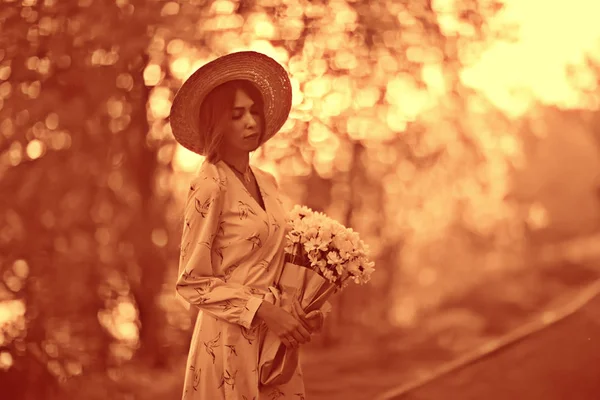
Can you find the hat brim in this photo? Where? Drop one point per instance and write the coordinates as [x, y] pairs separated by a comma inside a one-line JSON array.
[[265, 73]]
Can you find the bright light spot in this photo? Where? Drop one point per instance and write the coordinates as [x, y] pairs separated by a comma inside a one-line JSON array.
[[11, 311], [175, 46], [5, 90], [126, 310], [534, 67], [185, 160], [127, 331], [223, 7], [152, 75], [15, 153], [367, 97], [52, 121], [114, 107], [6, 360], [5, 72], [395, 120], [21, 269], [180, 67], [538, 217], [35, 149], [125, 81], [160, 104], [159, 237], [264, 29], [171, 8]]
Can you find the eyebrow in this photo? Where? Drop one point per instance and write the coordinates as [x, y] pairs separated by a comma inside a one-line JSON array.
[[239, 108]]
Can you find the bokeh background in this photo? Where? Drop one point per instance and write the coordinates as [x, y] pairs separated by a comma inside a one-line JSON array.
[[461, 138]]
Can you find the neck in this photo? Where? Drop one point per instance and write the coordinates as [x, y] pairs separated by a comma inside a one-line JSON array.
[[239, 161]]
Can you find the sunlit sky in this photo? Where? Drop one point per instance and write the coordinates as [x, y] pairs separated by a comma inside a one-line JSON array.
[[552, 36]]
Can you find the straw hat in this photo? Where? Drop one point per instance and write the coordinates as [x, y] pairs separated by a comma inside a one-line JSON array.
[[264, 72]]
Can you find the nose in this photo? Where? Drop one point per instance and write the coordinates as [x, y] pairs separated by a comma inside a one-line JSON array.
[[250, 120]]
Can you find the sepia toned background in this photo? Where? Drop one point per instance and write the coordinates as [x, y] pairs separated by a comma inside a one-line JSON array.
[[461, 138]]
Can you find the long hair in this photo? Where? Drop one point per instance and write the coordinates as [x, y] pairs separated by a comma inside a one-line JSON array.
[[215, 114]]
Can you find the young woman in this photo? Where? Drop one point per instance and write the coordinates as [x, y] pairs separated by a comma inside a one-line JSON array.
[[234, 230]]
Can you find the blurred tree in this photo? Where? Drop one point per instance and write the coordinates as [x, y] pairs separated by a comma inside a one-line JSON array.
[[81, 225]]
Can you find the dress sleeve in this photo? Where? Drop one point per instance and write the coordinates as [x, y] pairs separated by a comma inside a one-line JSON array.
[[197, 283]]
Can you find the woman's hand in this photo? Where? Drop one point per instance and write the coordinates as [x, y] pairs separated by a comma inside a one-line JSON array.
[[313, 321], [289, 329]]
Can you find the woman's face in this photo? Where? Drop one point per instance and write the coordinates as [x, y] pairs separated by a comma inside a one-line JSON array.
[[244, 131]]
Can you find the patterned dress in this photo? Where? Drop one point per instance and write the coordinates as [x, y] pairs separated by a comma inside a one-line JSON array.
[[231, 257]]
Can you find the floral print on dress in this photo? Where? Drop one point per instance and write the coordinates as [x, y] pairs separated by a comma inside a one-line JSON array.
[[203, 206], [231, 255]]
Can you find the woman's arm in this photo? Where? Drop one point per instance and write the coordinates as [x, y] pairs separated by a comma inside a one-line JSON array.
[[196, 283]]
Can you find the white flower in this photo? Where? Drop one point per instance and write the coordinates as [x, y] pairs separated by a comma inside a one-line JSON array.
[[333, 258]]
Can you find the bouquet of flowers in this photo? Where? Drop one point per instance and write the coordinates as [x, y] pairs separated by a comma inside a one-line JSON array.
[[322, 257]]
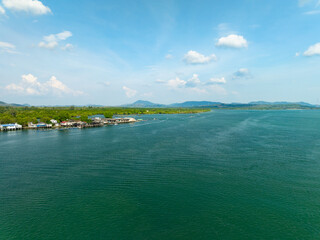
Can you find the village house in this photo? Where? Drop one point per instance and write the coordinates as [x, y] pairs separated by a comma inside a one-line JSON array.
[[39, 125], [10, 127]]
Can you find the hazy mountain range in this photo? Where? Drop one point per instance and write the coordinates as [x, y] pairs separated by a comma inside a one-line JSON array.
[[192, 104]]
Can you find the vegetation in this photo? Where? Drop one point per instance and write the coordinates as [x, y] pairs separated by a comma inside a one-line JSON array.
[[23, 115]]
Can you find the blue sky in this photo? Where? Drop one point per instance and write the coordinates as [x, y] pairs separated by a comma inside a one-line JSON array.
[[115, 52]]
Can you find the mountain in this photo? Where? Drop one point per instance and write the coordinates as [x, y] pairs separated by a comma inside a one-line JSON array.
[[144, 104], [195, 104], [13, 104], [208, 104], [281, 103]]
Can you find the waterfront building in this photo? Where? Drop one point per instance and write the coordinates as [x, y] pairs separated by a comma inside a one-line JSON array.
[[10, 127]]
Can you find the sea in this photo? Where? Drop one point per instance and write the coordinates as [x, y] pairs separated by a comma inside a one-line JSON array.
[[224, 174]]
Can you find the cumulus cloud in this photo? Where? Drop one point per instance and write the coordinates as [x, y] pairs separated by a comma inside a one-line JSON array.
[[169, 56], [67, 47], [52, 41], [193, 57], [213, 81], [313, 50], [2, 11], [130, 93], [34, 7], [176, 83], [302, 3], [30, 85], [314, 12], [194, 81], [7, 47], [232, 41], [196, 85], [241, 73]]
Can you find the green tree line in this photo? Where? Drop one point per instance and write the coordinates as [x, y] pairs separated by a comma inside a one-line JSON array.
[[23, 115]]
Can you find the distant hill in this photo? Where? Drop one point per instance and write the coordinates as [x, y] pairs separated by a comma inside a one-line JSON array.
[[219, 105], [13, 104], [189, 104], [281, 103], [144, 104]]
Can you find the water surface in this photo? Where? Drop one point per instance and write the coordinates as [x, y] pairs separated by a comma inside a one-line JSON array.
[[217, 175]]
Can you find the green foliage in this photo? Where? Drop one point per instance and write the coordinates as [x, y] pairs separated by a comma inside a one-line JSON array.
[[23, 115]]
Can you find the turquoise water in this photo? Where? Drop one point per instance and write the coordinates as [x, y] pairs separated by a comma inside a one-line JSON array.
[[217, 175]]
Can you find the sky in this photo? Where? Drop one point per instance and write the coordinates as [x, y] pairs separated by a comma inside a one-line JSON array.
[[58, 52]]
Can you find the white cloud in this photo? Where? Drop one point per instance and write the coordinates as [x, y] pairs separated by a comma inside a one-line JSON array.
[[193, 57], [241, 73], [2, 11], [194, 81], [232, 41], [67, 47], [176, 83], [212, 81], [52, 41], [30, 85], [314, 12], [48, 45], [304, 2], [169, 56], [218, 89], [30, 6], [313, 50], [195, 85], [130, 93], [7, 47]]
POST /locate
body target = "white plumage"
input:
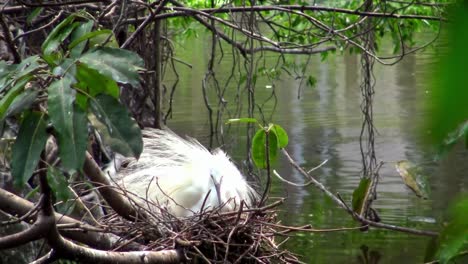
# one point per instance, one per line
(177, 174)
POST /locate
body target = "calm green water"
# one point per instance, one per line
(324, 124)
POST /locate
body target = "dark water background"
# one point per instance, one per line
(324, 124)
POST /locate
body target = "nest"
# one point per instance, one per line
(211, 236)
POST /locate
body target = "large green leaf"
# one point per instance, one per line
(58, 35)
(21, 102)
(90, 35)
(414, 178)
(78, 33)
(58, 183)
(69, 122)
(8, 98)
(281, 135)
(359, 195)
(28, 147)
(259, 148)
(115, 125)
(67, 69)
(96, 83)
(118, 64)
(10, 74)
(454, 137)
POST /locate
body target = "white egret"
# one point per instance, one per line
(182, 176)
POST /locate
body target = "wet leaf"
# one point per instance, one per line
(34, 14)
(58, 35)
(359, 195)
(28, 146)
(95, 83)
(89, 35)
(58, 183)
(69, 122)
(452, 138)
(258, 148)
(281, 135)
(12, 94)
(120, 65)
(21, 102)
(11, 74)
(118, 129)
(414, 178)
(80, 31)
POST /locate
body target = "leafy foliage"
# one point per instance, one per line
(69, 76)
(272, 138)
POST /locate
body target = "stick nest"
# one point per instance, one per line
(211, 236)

Task instructions —
Quote every item above verbatim, omitting the pictures.

Finished task —
Can you find the hat brim in this photo? Where? Drop one point per instance and write the coordinates as [x, y] pairs separated by a comma inside a one-line JSON array.
[[265, 73]]
Can you find the bright light spot in this photo? Where? Drop one point per instance and write the coordinates as [x, y] pairs separated by a comma inside a one-line JSON array.
[[11, 311], [175, 46], [5, 90], [126, 310], [534, 67], [185, 160], [127, 331], [223, 7], [152, 75], [15, 153], [367, 97], [52, 121], [114, 107], [6, 360], [5, 72], [395, 120], [21, 269], [180, 67], [538, 217], [35, 149], [125, 81], [160, 104], [159, 237], [264, 29], [171, 8]]
Can you find the eyebrow in this photo? Where? Drop one point per instance and write the coordinates as [x, y] pairs separated by a comma inside a one-line JSON array.
[[239, 108]]
Can you find the bokeh background in this photo? Where? Drop one point per instance and write the coordinates as [x, y] pairs separated by a comma inside a one-line JSON array.
[[461, 138]]
Can you find the neck in this photo? Where? Drop one point per instance and write the coordinates as [x, y] pairs separated by a comma inside a one-line JSON array.
[[239, 161]]
Can you find the sunlit sky in this photo? Where? Drop one point per instance and write the coordinates as [x, y] pairs separated by a comma inside a one-line JSON array.
[[552, 36]]
Can you find the straw hat in this photo? Where? Drop one point per instance and write the coordinates as [x, y] pairs separated by a comma inside a one-line JSON array.
[[264, 72]]
Can you find the nose in this photo? Where? Drop one point per instance and write the coordinates as [x, y] pairs separated by a comma inside a one-line JSON array.
[[250, 120]]
Can you find the sepia toned background in this photo? Where? Drop one point per instance and write the coordinates as [x, y] pairs separated by a comma inside a one-line JSON array.
[[461, 138]]
Can you find the long hair in this photo? Where? Drop one point per instance and write the coordinates as [x, y] pairs separated by a comma inside a one-line JSON array.
[[215, 114]]
Can you find the young woman in this photo? Where? Drop one point per instance and write the coordinates as [x, y] pairs separated by a comma inside a one-line JSON array.
[[234, 230]]
Can you find the blurred tree in this photo? Where? Drop one point per instance and write the coordinates as [x, y] pairs separated by a comma inside a one-line JSON array.
[[81, 225]]
Can you find the dress sleeve in this photo? Where? Drop one point per instance and write the coordinates as [x, y] pairs separated by a comma inside a one-line JSON array.
[[197, 283]]
Can you find the woman's hand in this photo? Where? Drop one point per instance and write the coordinates as [x, y] pairs separated by a comma inside a one-line JSON array.
[[313, 321], [289, 329]]
Can you find the woman's face in this photo? Where? Drop one point per instance and write the coordinates as [x, y] pairs separated by a comma inside a one-line JSON array.
[[244, 131]]
Can you find the patterned dress in this photo? Where? Drop one point per instance and write the coordinates as [x, y] pairs separated by a comma inside a one-line JSON array.
[[231, 257]]
Can you find the floral print on dress in this photo? Where? Drop one point per instance and write the coordinates as [x, y] pairs separated by a comma inside a one-line JSON array.
[[203, 206], [231, 255]]
Can you find the woman's arm in this photo? Where? Drop one point per instance and write the coordinates as [x, y] pairs separated by a comma inside a one-line JSON array.
[[196, 283]]
Can you find the white flower in this photo? Where? Drop one point per instance and write the coordinates as [x, y] pairs separated by a comma inside a one-line JSON array.
[[333, 258]]
Can you find the bouquet of flowers in this photo? Where? Drop one point per instance and write the coordinates as [x, y] pairs separated by a comma inside a one-line JSON array.
[[322, 257]]
Can you find the village house in this photo? Where? Drop one point per instance and write the coordinates as [x, y] pairs separated by a comma inside a one-line JSON array.
[[39, 125], [10, 127]]
Can you find the hazy mountain range in this photo? Where? Drop one point per instance and write the coordinates as [x, y] pairs separated by a comma inside a one-line JSON array.
[[192, 104]]
Can you find the vegetation in this photo? Where? Drop one point per instance and write the coordinates as [x, y] pairs separated by a comma inside a one-line JSON array.
[[23, 115]]
Can you find the blue sky in this photo? Where? Drop one point per instance and write the coordinates as [x, y] pairs separated by a comma inside a one-line JSON array.
[[115, 52]]
Can you find the mountain in this photo? Where? Drop one point per instance and write the coordinates as [x, y] pairs separated by a comma inside a one-line JSON array.
[[144, 104], [195, 104], [13, 104], [208, 104], [281, 103]]
Can you find the waterfront building in this photo? Where? Drop one point per instance and write the coordinates as [x, y] pairs separated by a comma inside a one-line JSON array.
[[10, 127]]
Can you find the sea in this photo? Where? Drop one point per instance and write the coordinates as [x, y] pairs separated by a comma inside a one-line JSON array.
[[224, 174]]
Can you find the cumulus cloud in this photo? Where? Drop one point per instance and write the coordinates as [x, y] pairs separated by a comma inside a one-line JSON array.
[[169, 56], [67, 47], [52, 41], [193, 57], [213, 81], [313, 50], [2, 11], [130, 93], [34, 7], [176, 83], [302, 3], [30, 85], [314, 12], [194, 81], [7, 47], [232, 41], [196, 85], [241, 73]]
Can you find the green tree line in this photo? Where? Drop one point per instance and write the coordinates as [x, y] pairs separated by a comma inside a one-line JSON array.
[[23, 115]]
Can you find the distant hill in this photo? Where? Drop one point per instance and write the coordinates as [x, y] pairs separated by a comma inside a one-line JSON array.
[[219, 105], [13, 104], [189, 104], [281, 103], [144, 104]]
Can you find the water surface in this photo? Where? Drop one point per instance and write the coordinates as [x, y] pairs separated by a comma inside a one-line JSON array.
[[217, 175]]
Can you find the green foliage in this photo? Where? Drop one point per instance and write the coordinates as [x, y] pairs separated by a comma inside a one-line JSON array.
[[23, 115]]
Can you find the turquoise water in this photo? Where? Drop one point per instance and write the coordinates as [x, y] pairs separated by a comma inside a one-line JSON array.
[[217, 175]]
Can you find the sky in this photo? Where? Drop one point per instance and write the coordinates as [x, y] pairs separated by a comma inside a one-line JSON array.
[[58, 52]]
Can you find the white cloud in this photo? Where? Drop one point per instance and write the coordinates as [x, y] pairs separated by a comma inside a one-line JSON array.
[[193, 57], [241, 73], [2, 11], [194, 81], [232, 41], [67, 47], [176, 83], [212, 81], [52, 41], [30, 85], [314, 12], [48, 45], [304, 2], [169, 56], [218, 89], [30, 6], [313, 50], [195, 85], [130, 93], [7, 47]]
POST /locate
body target = "white plumage"
input:
# one point per instance, one per line
(177, 174)
POST /locate
body target = "calm green water"
# one point per instance, one per line
(324, 124)
POST /locate
body target = "dark water background"
# one point per instance, one per line
(324, 124)
POST /locate
body target = "nest"
# one point per instance, one per line
(211, 236)
POST /locate
body target = "large green leaf"
# one point per instance, one per line
(58, 35)
(21, 102)
(90, 35)
(414, 178)
(78, 33)
(58, 183)
(69, 122)
(8, 98)
(281, 135)
(359, 195)
(28, 147)
(259, 148)
(115, 125)
(67, 69)
(96, 83)
(118, 64)
(10, 74)
(454, 137)
POST /locate
body target = "white egret"
# one point per instance, one per line
(182, 176)
POST /locate
body target = "wet leaf"
# one point per instance, one per line
(34, 14)
(58, 35)
(359, 195)
(28, 146)
(95, 83)
(89, 35)
(58, 183)
(69, 122)
(452, 138)
(258, 148)
(281, 135)
(12, 94)
(120, 65)
(21, 102)
(11, 74)
(118, 129)
(414, 178)
(80, 31)
POST /locate
body target = "leafy foliage"
# one point per instance, one per line
(69, 76)
(272, 138)
POST /locate
body target = "stick nest"
# one point per instance, one per line
(211, 236)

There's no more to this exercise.